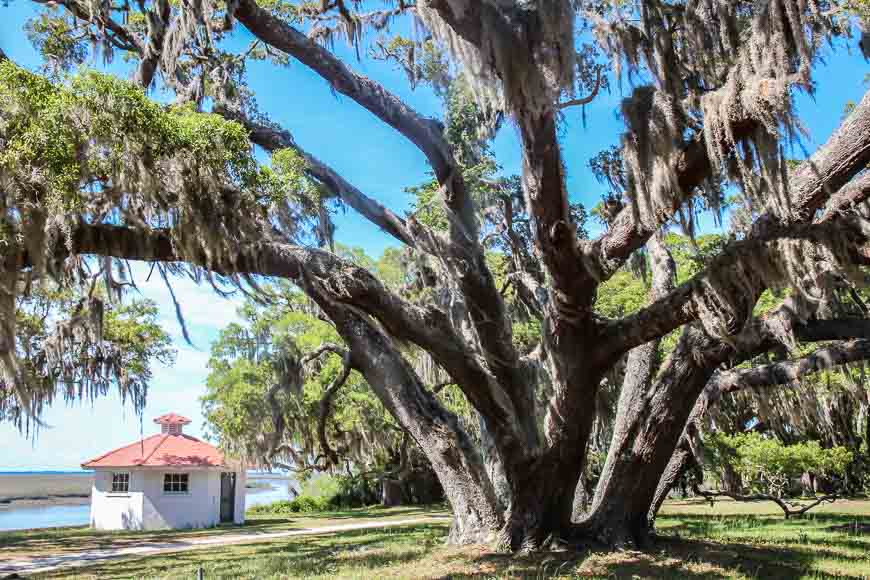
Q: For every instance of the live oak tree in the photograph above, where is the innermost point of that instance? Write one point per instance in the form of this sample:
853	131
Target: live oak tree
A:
90	166
320	418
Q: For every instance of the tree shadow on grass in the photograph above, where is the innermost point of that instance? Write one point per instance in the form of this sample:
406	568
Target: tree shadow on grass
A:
668	558
363	550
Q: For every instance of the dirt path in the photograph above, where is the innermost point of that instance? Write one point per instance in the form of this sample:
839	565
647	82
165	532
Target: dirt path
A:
36	564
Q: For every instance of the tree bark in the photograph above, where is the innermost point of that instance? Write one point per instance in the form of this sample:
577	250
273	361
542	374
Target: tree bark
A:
627	488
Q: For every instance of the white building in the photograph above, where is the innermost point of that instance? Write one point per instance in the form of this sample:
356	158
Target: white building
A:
168	480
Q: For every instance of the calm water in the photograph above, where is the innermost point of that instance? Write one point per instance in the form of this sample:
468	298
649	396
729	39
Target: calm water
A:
79	515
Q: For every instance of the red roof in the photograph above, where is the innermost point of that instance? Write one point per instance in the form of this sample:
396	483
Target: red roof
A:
163	450
171	419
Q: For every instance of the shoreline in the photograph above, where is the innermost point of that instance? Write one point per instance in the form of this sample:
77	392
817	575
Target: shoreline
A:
7	503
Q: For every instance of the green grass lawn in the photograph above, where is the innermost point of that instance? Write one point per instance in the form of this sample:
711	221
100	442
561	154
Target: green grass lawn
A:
729	541
75	539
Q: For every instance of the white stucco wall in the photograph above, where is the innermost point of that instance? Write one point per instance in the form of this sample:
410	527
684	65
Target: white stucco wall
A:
199	508
241	482
146	506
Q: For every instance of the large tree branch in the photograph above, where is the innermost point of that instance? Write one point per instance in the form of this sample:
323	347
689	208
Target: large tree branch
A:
425	133
729	274
326	408
787	510
627	233
463	254
272	138
789	372
846	153
310	268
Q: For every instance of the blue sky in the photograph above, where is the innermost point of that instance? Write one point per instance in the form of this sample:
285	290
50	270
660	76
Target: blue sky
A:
378	161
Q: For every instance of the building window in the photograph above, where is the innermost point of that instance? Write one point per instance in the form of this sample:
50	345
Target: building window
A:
175	483
120	482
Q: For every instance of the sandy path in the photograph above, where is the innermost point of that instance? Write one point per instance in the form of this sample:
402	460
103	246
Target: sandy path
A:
32	565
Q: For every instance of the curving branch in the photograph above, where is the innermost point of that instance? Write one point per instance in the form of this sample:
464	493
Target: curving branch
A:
787	508
321	350
319	271
789	372
326	408
850	197
271	138
681	306
844	155
425	133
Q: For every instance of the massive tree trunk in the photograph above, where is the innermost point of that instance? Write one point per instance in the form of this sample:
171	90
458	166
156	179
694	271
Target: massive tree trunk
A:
627	487
454	458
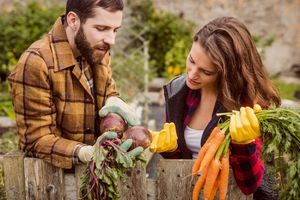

▸ Work to complete:
Looking at the records above, how many lines contain "branch"? Answer with the number alone.

▸ Answer to this problem:
4